SHORT PROBLEM:
Starting at the line that contains "Report one point per instance of the empty" and continuing through the end of the material, reproduce those lines with each "stadium" updated to "arena". Leave everything else unchanged.

STORED RECORDS:
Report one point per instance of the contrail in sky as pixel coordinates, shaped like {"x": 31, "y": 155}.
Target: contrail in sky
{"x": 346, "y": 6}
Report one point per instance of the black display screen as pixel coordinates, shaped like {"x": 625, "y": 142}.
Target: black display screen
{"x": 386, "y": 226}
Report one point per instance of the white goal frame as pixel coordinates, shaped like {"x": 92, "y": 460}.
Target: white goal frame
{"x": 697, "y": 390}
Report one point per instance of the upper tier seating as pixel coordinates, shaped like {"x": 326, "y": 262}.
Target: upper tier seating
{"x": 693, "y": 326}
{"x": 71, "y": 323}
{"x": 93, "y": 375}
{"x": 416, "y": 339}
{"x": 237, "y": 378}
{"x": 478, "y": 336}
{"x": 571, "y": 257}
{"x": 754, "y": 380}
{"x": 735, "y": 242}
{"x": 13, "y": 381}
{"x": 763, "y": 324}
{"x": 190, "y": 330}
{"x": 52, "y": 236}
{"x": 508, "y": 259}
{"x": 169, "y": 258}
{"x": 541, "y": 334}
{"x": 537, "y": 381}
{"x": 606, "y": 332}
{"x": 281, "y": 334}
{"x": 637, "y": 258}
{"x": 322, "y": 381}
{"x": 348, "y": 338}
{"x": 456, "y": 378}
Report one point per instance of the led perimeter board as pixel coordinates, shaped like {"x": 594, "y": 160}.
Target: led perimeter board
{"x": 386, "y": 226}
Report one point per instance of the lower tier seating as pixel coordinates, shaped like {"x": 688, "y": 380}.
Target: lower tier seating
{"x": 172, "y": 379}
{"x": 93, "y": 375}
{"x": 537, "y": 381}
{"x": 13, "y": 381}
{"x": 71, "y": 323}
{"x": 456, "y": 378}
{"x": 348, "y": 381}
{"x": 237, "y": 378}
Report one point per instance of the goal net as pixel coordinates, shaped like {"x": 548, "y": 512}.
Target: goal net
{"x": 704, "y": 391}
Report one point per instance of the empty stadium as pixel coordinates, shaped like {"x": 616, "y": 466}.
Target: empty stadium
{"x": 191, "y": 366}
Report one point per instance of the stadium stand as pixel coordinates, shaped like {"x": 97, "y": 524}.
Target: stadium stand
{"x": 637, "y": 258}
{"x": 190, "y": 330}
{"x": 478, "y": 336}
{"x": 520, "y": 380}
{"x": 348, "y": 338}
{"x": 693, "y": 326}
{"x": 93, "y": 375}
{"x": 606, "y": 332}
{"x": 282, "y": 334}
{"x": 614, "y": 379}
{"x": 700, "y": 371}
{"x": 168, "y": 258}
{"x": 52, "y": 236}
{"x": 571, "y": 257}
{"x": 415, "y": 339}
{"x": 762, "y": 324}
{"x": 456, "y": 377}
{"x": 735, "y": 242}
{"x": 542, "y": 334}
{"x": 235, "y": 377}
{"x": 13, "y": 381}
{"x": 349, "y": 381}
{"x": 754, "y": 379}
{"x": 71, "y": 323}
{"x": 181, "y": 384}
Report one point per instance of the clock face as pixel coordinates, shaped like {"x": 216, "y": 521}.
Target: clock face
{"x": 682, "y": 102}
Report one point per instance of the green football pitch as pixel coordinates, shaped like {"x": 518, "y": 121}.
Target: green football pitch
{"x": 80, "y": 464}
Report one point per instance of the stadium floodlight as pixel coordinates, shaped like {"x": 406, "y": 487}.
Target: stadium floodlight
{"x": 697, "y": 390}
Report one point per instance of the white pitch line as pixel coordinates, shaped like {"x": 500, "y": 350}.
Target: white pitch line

FINISHED TASK:
Report one point per instance of the empty arena as pixel coordinates, shaped like {"x": 616, "y": 466}.
Target: empty arena
{"x": 191, "y": 366}
Report one point per instance of the arena stand as pixel coordinates, shaped like {"x": 97, "y": 524}.
Target: arena stand
{"x": 637, "y": 258}
{"x": 190, "y": 330}
{"x": 478, "y": 336}
{"x": 520, "y": 380}
{"x": 348, "y": 338}
{"x": 693, "y": 326}
{"x": 93, "y": 375}
{"x": 606, "y": 332}
{"x": 282, "y": 334}
{"x": 614, "y": 379}
{"x": 700, "y": 371}
{"x": 168, "y": 258}
{"x": 52, "y": 236}
{"x": 571, "y": 257}
{"x": 415, "y": 339}
{"x": 762, "y": 324}
{"x": 456, "y": 377}
{"x": 735, "y": 242}
{"x": 542, "y": 334}
{"x": 235, "y": 377}
{"x": 13, "y": 381}
{"x": 349, "y": 381}
{"x": 754, "y": 379}
{"x": 71, "y": 323}
{"x": 181, "y": 384}
Report one point per instance of the clock face as pixel coordinates, shaped like {"x": 216, "y": 521}.
Target: clock face
{"x": 682, "y": 102}
Report one point per instance of the green football pitch as pixel coordinates, shaped like {"x": 518, "y": 121}.
Target: green football pitch
{"x": 80, "y": 464}
Report one point per instance of the arena floodlight as pixel coordinates, shaped like {"x": 406, "y": 487}.
Target: arena floodlight
{"x": 697, "y": 390}
Report one point per instance of the white pitch line as pixel coordinates, shaped like {"x": 500, "y": 350}.
Target: white pitch line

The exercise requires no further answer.